What you need to do:
a – From the passage about the ash seed extract, write out the part that starts at "Dr Issaly further" and runs up to and including "of 3 weeks.".
b – In the passage about the ash seed extract, how many healthy volunteers took part in the study conducted in India?

Dr Nicolas Issaly, Research Programmes Manager, Naturex, said the aqueous seed extract of Fraxinus excelsior L., known as European ash (or common ash) has been traditionally used in Morocco as a hypoglycemic and antidiabetic agent (Jouad et al., 2001). Using a gentle and traditional extraction process, Naturex has developed Glucevia, a unique patented natural extract derived from seeds/fruits, standardised in 10% (w/w) Nuzhenide and GI3, the principal secoiridoids of the seed/fruit responsible for the in-vitro and in-vivo reported hypoglycemic effects.

In this context, Glucevia was first investigated to determine the potential benefits on postprandial glycemia in non-diabetic healthy individuals following glucose (50g) intake. A randomised, double blind, placebo controlled, crossover, acute study was conducted in India on 16 healthy volunteers and our findings have suggested that Glucevia causes an acute insulinotropic effect after a glucose challenge and therefore promotes insulin sensitivity (Visen et al., 2009).

Dr Issaly further pointed out that a second intervention study was carried out in 22 overweight/obese subjects (50-80 years-old, with an initial BMI 31 kg/m2 who followed a balanced covert energy-restricted diet for 7 weeks. The design was a longitudinal, randomised, crossover, and double-blinded nutritional intervention, with a one-week washout period between the 2 intervention periods of 3 weeks.

Information given:
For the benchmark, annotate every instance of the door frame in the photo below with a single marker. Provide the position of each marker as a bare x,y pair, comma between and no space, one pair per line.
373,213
--
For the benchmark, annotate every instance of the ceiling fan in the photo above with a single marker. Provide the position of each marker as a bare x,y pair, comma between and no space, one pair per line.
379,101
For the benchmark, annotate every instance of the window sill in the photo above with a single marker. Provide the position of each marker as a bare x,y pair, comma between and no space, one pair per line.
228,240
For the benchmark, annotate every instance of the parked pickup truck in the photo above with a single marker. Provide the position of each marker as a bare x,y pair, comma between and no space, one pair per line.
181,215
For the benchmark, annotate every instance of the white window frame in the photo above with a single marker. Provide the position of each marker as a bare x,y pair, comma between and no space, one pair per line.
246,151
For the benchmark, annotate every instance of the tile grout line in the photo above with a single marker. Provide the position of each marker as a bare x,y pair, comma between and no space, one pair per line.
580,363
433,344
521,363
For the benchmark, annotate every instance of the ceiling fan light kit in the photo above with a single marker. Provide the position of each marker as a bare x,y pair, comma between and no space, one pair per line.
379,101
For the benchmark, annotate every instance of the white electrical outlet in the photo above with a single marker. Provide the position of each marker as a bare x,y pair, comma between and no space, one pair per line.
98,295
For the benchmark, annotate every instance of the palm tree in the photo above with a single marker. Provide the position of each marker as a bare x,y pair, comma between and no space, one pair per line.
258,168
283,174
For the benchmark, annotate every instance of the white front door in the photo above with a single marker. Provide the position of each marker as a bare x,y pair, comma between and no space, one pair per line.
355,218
--
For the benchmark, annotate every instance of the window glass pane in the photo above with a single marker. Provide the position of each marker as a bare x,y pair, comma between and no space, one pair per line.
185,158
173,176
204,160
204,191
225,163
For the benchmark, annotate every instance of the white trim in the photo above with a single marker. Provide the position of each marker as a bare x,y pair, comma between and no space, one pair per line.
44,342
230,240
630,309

Results in order:
a –
Dr Issaly further pointed out that a second intervention study was carried out in 22 overweight/obese subjects (50-80 years-old, with an initial BMI 31 kg/m2 who followed a balanced covert energy-restricted diet for 7 weeks. The design was a longitudinal, randomised, crossover, and double-blinded nutritional intervention, with a one-week washout period between the 2 intervention periods of 3 weeks.

b – 16